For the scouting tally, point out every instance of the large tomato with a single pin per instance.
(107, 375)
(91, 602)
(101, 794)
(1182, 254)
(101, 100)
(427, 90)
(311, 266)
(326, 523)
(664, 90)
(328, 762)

※

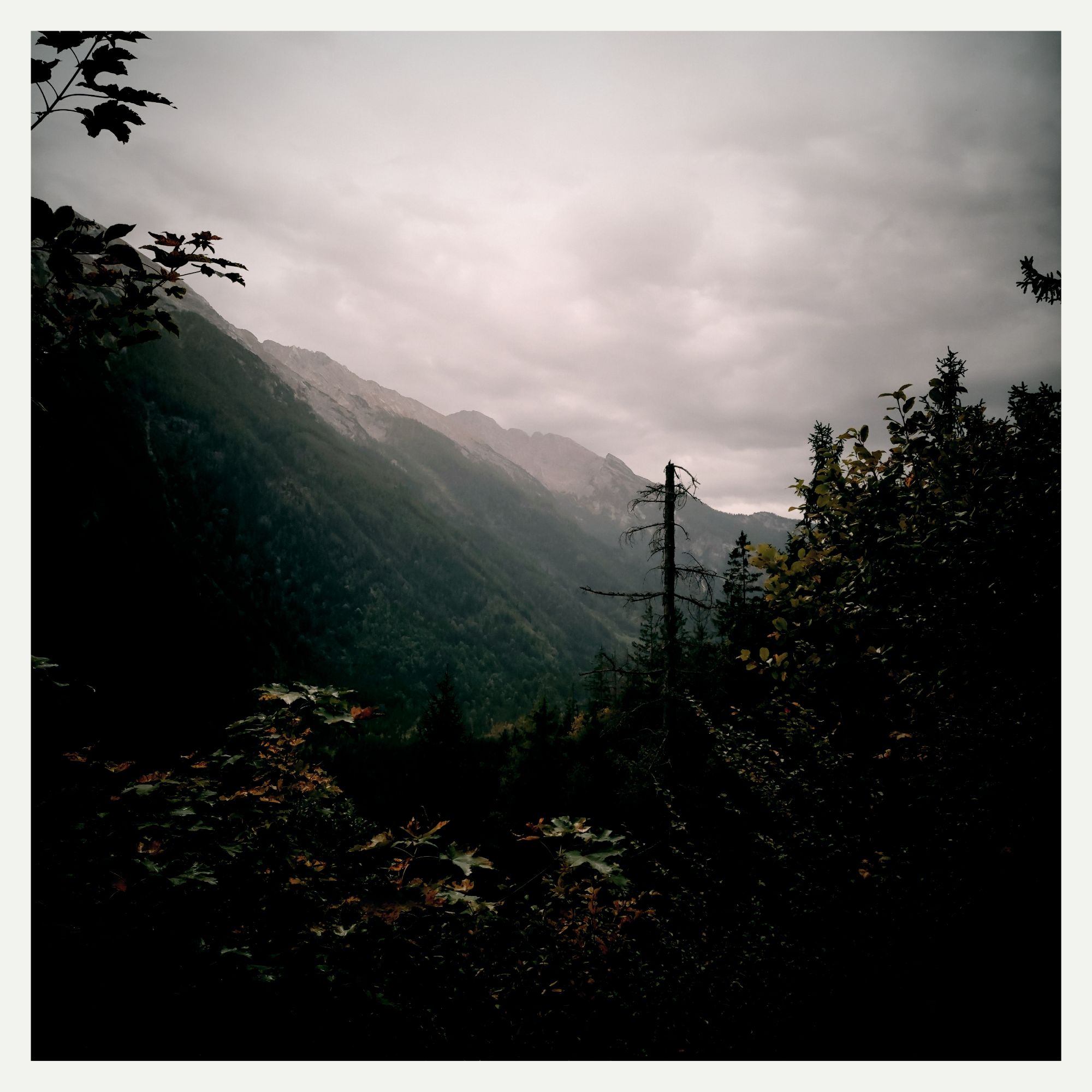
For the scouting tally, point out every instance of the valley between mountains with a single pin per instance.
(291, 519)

※

• [REQUIREMENT]
Filter the rows above, retaining only the lines that contain the string 'single'. Treat uppercase and lowercase letters as distinct.

• [REPLY]
For the scouting tally, point out every instance of the large tomato with a single pin per instance.
For the scouting tally, point out every instance of the valley between mountains with a single pin per instance.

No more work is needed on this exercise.